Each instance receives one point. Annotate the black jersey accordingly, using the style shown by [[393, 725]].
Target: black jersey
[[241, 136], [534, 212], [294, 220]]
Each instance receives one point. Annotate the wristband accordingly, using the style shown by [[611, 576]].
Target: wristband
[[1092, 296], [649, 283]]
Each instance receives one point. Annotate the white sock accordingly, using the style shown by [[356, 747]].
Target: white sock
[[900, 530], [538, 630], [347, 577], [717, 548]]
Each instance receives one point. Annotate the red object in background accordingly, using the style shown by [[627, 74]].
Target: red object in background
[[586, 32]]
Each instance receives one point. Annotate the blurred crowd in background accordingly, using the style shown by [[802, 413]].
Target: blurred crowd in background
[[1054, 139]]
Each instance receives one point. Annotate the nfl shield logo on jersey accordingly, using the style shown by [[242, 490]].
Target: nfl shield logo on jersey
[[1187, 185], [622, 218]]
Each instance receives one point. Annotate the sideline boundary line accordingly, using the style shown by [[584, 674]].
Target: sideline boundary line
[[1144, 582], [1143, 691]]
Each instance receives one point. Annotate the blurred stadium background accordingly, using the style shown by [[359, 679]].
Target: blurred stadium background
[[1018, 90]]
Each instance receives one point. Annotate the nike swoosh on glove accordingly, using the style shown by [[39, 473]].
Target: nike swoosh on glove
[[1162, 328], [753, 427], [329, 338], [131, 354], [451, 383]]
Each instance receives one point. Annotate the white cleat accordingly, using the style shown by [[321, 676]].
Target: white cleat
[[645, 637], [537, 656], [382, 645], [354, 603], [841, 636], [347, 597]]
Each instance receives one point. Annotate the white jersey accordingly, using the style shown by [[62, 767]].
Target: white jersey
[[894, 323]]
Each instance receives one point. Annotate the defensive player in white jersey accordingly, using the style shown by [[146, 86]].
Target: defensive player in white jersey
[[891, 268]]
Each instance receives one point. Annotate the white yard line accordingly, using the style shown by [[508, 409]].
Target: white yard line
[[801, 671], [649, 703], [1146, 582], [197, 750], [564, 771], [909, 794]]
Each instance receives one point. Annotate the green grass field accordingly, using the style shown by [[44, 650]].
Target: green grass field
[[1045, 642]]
-*-
**What you need to do:**
Reproduce the material verbatim, from the line containing "Each instance receives one point. Annotate the sideline" through the line containing "[[1018, 90]]", including both of those lines.

**Finished task:**
Each instance receives one point. Annotate the sideline boundary line accordingly, using the style shown by [[584, 674]].
Target: sideline boundary line
[[1144, 582], [1143, 691]]
Each instance receives one point. Annotate the blurred stadium background accordingly, using the style shown by [[359, 679]].
Target: blurred stadium background
[[1018, 90]]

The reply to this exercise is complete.